* [SHORT PROBLEM]:
Reproduce verbatim the lines beginning with the one containing "target: bird's shadow" and ending with the one containing "459 245 L 485", both included.

* [RECORDS FOR THE TASK]:
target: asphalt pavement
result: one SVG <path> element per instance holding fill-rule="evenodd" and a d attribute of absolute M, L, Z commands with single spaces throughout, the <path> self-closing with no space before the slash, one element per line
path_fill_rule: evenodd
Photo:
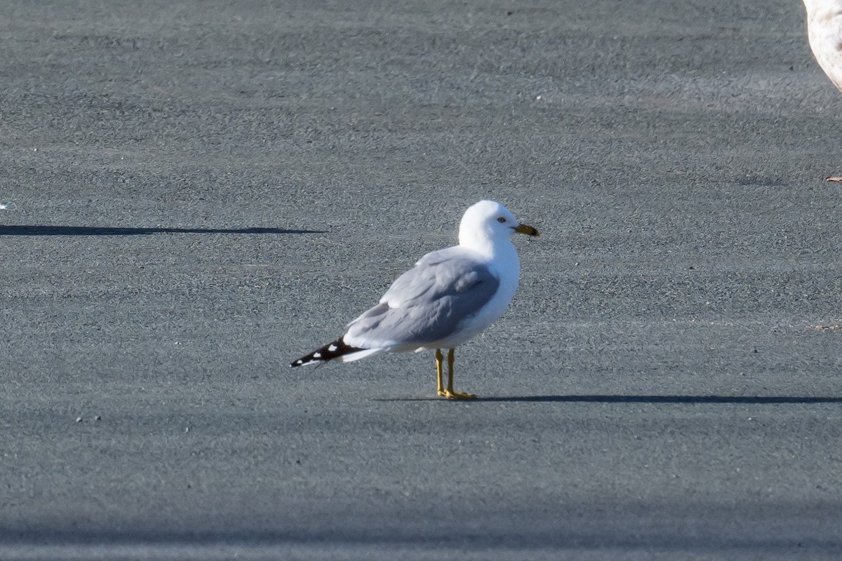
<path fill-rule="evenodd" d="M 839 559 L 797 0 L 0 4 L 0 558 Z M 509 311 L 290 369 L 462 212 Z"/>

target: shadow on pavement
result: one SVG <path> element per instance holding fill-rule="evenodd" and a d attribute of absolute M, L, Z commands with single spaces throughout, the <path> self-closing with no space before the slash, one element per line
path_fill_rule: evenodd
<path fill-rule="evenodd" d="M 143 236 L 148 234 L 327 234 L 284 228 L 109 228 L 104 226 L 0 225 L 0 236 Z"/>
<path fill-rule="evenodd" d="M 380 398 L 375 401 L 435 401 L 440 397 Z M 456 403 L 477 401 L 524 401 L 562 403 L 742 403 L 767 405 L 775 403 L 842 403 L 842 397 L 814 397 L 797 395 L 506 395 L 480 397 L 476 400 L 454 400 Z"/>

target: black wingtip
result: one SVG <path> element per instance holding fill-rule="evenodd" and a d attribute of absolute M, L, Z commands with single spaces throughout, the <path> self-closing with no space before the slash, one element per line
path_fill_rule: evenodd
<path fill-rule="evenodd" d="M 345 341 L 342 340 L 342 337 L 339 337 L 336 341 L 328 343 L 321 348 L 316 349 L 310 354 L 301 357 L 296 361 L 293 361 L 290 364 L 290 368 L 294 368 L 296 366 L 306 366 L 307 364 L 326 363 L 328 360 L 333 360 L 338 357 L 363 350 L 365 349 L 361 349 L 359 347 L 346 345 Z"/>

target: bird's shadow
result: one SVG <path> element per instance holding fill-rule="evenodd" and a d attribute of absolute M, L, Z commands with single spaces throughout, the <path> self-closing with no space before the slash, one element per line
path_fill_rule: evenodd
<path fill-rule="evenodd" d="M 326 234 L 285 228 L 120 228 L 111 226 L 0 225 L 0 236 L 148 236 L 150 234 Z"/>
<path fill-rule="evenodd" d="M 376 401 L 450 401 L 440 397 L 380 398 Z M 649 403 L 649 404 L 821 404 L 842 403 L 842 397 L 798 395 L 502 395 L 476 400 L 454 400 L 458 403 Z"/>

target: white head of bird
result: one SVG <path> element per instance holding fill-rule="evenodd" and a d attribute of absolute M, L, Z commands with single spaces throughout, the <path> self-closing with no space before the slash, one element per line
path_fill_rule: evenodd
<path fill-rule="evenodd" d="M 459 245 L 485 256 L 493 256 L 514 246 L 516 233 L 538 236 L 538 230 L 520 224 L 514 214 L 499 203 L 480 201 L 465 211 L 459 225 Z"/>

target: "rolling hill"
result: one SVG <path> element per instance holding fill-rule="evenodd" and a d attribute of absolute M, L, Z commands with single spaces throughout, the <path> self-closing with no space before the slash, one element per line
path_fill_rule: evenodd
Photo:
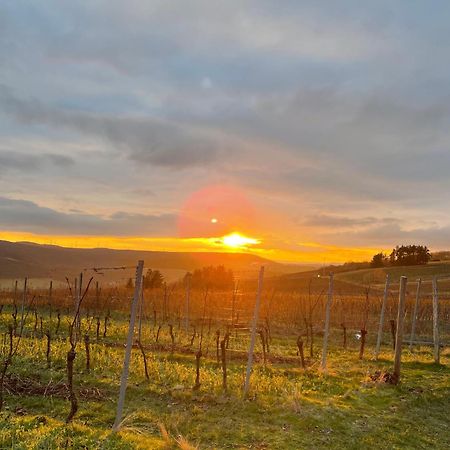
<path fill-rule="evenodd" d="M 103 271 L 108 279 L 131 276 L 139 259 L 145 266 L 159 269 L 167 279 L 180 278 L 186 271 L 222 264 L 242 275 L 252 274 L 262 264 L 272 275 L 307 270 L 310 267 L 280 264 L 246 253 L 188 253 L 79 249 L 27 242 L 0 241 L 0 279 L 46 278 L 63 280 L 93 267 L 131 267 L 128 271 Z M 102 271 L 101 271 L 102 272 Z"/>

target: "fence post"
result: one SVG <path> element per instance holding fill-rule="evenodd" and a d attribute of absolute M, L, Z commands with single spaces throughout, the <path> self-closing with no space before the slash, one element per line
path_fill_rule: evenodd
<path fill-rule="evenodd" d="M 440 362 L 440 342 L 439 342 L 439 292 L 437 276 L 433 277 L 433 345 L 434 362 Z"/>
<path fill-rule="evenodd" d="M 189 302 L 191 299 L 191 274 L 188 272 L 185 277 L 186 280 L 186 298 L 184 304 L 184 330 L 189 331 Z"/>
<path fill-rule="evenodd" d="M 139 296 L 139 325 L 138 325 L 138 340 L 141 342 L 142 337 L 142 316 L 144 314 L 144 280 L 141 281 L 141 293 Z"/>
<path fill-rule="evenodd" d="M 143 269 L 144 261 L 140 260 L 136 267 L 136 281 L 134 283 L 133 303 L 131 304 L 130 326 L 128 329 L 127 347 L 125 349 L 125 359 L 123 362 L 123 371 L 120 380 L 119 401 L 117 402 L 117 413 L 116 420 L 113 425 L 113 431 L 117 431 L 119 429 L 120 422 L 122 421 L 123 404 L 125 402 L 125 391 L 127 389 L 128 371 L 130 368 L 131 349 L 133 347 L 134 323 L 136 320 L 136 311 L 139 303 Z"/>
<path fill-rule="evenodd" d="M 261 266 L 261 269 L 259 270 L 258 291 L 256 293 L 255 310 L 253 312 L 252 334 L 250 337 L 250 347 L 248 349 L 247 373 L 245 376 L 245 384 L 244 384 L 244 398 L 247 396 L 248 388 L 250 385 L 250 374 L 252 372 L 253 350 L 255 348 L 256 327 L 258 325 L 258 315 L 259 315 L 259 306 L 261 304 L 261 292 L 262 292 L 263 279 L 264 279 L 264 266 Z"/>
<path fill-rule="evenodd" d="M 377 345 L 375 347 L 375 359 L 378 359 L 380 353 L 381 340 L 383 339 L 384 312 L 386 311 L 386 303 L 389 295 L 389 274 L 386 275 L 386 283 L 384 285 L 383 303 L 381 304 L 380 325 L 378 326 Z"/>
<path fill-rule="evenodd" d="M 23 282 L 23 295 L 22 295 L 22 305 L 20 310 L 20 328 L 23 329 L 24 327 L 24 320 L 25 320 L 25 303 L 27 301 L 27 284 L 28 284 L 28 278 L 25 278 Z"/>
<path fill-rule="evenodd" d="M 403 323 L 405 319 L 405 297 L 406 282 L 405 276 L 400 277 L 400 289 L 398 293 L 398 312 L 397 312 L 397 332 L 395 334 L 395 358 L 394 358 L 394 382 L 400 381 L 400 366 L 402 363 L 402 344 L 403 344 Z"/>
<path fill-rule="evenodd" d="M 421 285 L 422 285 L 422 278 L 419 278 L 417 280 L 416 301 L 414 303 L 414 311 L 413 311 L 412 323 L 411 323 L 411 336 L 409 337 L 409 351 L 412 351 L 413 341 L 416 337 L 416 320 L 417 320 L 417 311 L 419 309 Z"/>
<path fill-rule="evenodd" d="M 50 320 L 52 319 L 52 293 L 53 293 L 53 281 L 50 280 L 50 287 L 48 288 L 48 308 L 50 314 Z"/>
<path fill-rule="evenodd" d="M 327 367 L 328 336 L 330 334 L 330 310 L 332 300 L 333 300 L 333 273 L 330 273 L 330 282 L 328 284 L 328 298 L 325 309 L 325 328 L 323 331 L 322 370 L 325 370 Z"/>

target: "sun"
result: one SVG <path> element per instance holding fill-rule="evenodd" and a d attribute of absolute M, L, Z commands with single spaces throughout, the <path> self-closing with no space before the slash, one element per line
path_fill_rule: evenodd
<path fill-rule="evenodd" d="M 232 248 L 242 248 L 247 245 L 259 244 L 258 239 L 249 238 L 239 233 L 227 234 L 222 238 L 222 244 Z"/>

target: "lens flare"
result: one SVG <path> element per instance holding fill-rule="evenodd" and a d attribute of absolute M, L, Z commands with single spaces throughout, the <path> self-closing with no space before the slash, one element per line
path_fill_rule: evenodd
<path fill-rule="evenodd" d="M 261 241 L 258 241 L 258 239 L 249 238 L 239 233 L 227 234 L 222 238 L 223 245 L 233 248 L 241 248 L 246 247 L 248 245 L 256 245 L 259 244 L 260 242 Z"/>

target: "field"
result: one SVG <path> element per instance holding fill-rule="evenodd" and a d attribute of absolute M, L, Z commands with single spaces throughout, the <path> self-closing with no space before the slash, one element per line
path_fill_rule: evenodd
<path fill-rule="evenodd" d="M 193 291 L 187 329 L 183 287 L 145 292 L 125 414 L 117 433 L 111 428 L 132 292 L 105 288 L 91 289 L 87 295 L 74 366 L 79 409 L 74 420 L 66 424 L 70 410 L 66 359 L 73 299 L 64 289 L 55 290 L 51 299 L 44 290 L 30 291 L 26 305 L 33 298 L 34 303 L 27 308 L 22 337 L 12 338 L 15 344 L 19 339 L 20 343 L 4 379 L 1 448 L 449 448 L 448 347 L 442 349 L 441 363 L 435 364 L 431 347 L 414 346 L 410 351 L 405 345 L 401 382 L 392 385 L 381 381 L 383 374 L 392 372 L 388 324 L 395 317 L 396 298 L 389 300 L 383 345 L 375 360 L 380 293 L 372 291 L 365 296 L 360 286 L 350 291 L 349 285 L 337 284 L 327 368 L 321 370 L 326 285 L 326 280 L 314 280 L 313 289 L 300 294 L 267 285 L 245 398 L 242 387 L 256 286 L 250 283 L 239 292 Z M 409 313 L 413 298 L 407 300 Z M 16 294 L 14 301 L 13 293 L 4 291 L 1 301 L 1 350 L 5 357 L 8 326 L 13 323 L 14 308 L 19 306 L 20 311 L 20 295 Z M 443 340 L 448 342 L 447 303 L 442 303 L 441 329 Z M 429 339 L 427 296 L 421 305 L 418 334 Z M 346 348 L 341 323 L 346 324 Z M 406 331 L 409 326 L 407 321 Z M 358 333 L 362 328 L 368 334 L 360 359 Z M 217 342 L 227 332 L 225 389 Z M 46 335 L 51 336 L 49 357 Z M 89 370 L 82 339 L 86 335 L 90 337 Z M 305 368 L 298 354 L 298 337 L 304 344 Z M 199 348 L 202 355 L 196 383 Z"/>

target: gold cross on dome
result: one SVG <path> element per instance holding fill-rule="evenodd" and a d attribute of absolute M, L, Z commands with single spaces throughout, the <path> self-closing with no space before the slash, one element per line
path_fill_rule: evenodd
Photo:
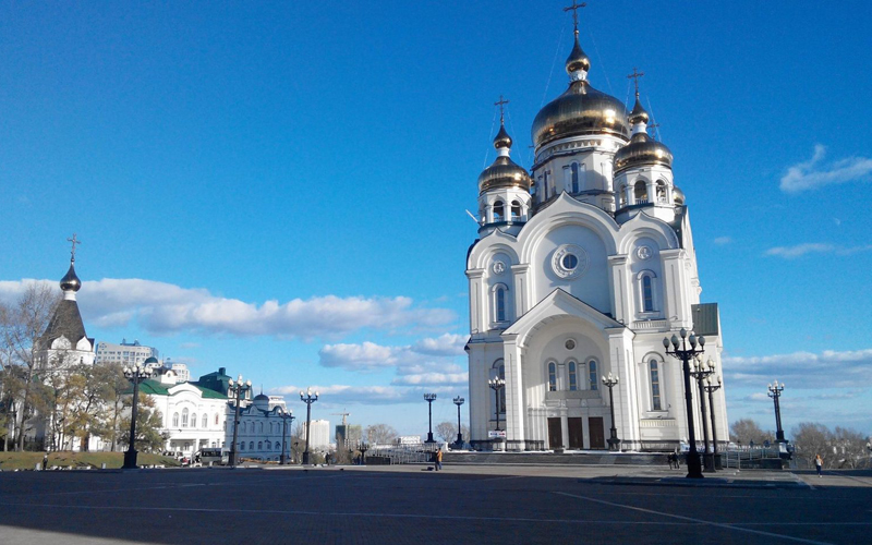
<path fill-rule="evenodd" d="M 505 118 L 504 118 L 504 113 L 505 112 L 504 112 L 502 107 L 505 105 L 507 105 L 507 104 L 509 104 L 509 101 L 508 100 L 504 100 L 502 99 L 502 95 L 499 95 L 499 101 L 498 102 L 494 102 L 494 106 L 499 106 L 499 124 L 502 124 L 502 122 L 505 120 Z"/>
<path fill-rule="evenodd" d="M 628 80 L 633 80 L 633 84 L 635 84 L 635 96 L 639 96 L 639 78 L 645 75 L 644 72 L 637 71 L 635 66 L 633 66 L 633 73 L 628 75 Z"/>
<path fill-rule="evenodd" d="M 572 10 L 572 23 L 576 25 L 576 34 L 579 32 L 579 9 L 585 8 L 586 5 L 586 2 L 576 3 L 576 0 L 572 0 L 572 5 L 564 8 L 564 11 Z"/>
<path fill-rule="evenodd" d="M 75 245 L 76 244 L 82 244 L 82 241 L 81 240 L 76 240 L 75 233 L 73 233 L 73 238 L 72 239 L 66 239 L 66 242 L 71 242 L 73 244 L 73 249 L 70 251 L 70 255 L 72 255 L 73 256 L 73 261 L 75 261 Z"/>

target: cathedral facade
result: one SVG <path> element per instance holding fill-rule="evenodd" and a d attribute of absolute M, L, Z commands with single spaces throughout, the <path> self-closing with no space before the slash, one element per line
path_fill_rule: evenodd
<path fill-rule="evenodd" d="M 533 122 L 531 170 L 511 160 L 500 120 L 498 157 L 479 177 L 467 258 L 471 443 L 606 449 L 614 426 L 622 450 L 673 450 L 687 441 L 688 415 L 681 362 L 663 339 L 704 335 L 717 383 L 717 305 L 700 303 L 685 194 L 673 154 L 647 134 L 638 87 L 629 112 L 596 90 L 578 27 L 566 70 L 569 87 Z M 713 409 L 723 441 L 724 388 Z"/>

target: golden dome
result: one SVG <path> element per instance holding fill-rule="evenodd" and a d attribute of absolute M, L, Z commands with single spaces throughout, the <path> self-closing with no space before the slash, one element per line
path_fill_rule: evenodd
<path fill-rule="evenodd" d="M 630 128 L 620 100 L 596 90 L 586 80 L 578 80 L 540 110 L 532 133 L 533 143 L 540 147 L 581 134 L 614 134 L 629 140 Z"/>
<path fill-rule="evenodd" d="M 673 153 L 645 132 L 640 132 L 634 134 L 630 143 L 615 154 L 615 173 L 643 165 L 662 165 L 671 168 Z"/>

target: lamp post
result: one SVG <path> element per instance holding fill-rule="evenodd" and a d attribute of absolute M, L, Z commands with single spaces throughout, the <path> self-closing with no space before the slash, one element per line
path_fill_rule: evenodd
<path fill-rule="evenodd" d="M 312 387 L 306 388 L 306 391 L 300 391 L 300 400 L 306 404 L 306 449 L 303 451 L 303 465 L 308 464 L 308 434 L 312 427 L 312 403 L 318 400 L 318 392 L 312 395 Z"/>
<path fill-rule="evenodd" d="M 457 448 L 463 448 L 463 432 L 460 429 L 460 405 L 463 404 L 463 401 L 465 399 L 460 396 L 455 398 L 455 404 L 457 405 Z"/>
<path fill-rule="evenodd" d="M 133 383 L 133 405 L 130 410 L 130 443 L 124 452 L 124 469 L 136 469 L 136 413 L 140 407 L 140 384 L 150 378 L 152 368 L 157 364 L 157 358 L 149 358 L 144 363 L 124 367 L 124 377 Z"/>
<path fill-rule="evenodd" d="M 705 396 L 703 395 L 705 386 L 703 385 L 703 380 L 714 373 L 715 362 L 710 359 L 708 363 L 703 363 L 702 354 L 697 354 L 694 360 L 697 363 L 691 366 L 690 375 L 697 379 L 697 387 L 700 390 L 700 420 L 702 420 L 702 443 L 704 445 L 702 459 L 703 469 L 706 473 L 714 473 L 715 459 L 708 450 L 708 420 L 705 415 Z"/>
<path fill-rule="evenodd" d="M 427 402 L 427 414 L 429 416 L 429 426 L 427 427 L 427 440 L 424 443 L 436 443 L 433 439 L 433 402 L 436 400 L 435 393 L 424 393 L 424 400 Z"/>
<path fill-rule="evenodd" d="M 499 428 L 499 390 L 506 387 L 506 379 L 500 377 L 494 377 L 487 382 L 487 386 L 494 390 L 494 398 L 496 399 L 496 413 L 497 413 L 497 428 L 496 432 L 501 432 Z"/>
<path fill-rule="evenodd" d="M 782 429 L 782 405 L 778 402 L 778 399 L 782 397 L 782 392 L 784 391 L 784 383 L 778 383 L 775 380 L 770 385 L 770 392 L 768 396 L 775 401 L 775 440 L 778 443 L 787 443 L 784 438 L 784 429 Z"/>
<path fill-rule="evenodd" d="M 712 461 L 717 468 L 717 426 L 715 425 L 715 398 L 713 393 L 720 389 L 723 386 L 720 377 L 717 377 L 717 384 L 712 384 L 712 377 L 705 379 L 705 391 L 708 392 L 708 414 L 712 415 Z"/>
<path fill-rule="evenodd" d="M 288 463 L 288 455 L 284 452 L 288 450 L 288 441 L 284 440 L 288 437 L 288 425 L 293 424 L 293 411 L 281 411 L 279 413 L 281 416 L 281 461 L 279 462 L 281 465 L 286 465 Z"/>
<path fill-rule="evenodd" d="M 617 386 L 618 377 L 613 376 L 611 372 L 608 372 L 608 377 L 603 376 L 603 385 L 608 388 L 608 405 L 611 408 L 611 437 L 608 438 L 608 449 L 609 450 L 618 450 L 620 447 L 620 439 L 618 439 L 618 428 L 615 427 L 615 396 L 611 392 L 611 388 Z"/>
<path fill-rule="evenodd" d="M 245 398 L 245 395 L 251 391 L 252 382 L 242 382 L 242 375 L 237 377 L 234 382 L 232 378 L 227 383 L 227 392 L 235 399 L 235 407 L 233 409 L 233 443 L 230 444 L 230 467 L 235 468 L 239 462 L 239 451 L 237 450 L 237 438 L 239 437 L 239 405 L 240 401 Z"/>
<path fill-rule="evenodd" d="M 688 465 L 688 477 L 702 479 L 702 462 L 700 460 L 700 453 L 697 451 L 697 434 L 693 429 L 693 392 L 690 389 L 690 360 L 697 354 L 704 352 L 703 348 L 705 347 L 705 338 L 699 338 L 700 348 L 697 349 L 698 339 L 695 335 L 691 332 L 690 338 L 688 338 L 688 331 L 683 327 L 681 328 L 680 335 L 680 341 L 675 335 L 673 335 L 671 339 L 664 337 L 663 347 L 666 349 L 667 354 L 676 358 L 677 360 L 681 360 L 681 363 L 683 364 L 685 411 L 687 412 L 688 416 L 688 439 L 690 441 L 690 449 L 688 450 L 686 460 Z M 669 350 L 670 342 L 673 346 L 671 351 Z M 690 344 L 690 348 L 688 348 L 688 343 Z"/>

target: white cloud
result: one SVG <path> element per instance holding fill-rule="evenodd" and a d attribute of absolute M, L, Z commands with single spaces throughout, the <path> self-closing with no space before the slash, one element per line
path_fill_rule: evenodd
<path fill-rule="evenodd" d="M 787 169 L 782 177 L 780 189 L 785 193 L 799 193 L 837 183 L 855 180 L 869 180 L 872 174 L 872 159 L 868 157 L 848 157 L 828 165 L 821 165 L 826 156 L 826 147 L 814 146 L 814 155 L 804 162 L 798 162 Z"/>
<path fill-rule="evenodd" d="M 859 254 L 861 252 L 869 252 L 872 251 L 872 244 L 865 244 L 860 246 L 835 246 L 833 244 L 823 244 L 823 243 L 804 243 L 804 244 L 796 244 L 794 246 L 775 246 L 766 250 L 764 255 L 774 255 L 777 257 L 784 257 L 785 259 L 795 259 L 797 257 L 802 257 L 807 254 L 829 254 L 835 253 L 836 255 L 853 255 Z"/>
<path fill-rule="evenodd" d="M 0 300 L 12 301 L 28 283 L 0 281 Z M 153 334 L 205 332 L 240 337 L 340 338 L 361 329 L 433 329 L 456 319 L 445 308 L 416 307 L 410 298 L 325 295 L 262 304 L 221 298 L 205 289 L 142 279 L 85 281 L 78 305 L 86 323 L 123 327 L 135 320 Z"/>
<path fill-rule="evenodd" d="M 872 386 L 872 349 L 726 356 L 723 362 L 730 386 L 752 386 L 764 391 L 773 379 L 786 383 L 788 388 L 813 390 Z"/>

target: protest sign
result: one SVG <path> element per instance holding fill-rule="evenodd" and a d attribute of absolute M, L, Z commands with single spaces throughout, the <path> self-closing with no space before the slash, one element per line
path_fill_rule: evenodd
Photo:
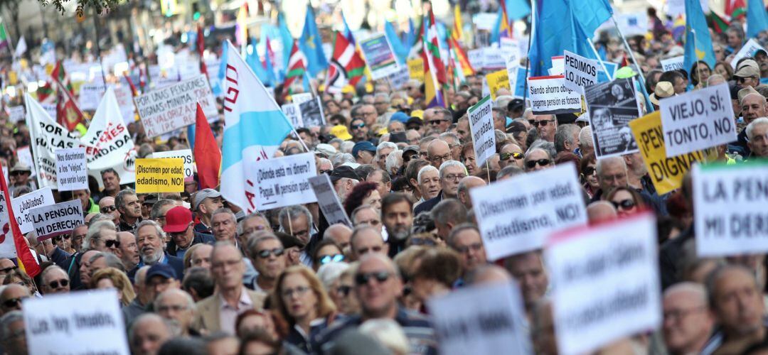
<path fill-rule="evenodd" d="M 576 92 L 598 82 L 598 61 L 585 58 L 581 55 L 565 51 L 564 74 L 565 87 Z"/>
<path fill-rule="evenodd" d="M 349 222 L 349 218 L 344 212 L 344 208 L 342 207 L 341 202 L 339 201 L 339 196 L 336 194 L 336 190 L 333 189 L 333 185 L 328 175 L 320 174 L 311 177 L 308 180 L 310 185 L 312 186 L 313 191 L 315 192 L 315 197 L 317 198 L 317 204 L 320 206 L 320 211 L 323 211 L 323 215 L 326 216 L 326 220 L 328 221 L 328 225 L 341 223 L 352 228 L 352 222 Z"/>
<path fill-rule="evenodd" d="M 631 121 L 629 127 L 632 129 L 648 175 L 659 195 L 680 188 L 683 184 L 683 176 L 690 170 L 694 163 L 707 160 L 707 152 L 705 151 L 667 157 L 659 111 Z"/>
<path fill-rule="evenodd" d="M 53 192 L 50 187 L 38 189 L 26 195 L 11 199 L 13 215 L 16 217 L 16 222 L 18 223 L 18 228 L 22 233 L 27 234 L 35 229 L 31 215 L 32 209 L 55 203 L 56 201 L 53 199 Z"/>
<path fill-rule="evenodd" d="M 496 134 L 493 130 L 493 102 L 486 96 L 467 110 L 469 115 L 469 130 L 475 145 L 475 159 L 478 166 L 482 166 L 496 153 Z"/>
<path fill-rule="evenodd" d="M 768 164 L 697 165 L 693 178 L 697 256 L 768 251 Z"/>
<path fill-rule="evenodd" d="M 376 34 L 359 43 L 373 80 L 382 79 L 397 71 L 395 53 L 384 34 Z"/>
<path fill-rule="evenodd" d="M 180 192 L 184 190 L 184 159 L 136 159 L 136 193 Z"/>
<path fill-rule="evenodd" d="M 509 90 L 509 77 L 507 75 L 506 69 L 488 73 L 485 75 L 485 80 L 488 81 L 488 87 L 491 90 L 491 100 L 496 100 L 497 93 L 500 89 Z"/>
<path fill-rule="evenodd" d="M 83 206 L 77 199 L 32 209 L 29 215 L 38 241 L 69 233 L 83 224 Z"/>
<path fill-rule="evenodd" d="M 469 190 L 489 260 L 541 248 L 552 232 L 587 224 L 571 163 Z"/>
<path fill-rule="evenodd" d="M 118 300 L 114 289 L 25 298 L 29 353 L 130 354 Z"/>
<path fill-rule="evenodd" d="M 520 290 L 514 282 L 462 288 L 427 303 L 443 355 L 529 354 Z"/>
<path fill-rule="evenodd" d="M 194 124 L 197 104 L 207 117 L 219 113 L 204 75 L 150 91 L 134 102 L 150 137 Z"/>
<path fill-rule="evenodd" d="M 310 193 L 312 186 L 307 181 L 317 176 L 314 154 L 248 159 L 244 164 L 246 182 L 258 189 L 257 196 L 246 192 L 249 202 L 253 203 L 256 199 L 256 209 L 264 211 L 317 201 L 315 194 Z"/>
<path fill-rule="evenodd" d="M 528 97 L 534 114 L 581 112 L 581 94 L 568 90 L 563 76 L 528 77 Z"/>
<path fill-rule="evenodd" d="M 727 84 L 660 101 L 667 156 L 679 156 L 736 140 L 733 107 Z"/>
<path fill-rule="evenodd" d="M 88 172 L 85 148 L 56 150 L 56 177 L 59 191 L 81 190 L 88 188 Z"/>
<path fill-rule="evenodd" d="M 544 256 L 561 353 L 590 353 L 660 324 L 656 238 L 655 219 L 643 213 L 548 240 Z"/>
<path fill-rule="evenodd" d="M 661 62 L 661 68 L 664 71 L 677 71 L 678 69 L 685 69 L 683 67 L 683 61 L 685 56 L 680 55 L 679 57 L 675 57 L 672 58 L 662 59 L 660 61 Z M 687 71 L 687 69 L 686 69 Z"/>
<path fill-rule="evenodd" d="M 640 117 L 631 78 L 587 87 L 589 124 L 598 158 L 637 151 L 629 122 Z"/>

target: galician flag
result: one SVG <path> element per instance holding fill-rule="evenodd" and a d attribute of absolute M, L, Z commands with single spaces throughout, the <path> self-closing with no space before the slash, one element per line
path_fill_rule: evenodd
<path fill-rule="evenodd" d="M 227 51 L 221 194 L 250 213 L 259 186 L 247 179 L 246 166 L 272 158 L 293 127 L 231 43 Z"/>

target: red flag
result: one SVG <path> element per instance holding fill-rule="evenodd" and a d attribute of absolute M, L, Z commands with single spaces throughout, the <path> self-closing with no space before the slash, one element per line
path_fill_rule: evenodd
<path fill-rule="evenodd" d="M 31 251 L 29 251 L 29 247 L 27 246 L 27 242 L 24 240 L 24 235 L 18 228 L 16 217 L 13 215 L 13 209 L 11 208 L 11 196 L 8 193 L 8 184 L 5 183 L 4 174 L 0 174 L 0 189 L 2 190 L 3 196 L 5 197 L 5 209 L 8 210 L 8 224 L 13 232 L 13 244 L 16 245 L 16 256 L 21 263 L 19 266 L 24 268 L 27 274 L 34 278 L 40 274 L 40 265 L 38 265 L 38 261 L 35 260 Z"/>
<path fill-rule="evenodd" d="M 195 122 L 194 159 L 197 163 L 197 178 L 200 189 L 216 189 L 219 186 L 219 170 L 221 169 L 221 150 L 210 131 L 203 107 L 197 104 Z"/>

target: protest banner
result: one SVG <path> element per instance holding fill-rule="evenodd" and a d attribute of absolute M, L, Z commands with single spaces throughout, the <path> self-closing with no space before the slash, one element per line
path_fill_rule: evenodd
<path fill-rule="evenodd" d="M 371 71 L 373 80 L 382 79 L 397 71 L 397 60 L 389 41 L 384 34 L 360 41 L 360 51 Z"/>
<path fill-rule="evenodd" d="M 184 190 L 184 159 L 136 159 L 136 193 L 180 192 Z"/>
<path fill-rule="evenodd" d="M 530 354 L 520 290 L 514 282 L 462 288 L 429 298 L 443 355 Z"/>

* [REPLY TO THE TASK]:
target: bird's shadow
result: one SVG <path> element per instance holding fill-rule="evenodd" and a d attribute of absolute M, L, Z commands with single spaces throughout, the <path> self-closing with no space before the slash, one element per line
path_fill_rule: evenodd
<path fill-rule="evenodd" d="M 326 234 L 285 228 L 120 228 L 111 226 L 0 225 L 0 236 L 148 236 L 150 234 Z"/>
<path fill-rule="evenodd" d="M 376 401 L 450 401 L 440 397 L 380 398 Z M 649 403 L 649 404 L 821 404 L 842 403 L 842 397 L 798 395 L 502 395 L 476 400 L 454 400 L 458 403 Z"/>

target: white head of bird
result: one SVG <path> element per instance holding fill-rule="evenodd" and a d attribute of absolute M, L, Z commands with single spaces throughout, the <path> self-closing with no space before the slash, one element per line
path_fill_rule: evenodd
<path fill-rule="evenodd" d="M 459 245 L 485 256 L 493 256 L 514 246 L 516 233 L 538 236 L 538 230 L 520 224 L 514 214 L 499 203 L 480 201 L 465 211 L 459 225 Z"/>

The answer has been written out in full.